Podany fragment =
=-=-=
Lexus wykorzystuje klasyczny toyotowski układ hybrydowy: 2-litrowy wolnossący silnik w zestawie z elektrycznym i bezstopniową skrzynią planetarną napędza przednie koła, a w testowanym wydaniu E-Four tylne wprawia w ruch drugi „elektryk”. Całość zapewnia UX-owi dobre osiągi i świetną dynamikę przy dozwolonych w Polsce prędkościach. Układ pracuje płynnie – ale tak samo nabiera obrotów po dodaniu gazu, po czym utrzymuje je aż do jego ujęcia, co nie każdy polubi. Za to przy spokojnej jeździe zadowala się mniejszymi ilościami benzyny: ok. 6 l/100 km i w mieście (gdzie Lexus jednorazowo przejeżdża „na prądzie” krótkie odcinki, ale łącznie znaczne dystanse), i na trasie. Przy 140 km/h oba auta zużywają po niecałe 9 litrów.
=-=-=
Zapisane dane =
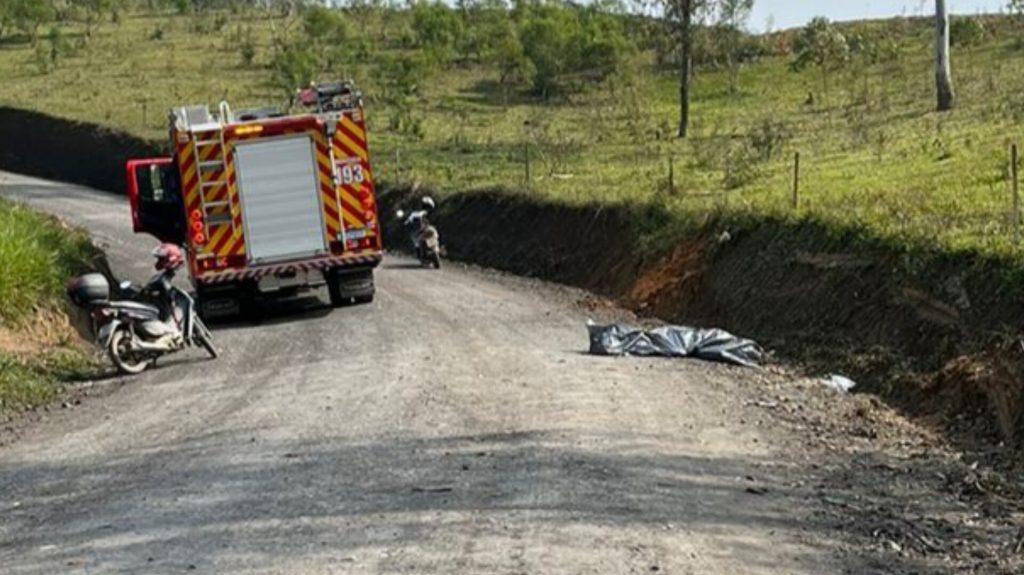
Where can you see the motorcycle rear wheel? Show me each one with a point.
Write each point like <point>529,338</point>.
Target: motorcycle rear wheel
=-=-=
Zadanie pisemne = Przepisz wiernie z fragmentu o hybrydowym Lexusie tekst od „Lexus wykorzystuje klasyczny” do „niecałe 9 litrów.”. Materiał nie ma tu żadnego znaczenia.

Odpowiedź do zadania =
Lexus wykorzystuje klasyczny toyotowski układ hybrydowy: 2-litrowy wolnossący silnik w zestawie z elektrycznym i bezstopniową skrzynią planetarną napędza przednie koła, a w testowanym wydaniu E-Four tylne wprawia w ruch drugi „elektryk”. Całość zapewnia UX-owi dobre osiągi i świetną dynamikę przy dozwolonych w Polsce prędkościach. Układ pracuje płynnie – ale tak samo nabiera obrotów po dodaniu gazu, po czym utrzymuje je aż do jego ujęcia, co nie każdy polubi. Za to przy spokojnej jeździe zadowala się mniejszymi ilościami benzyny: ok. 6 l/100 km i w mieście (gdzie Lexus jednorazowo przejeżdża „na prądzie” krótkie odcinki, ale łącznie znaczne dystanse), i na trasie. Przy 140 km/h oba auta zużywają po niecałe 9 litrów.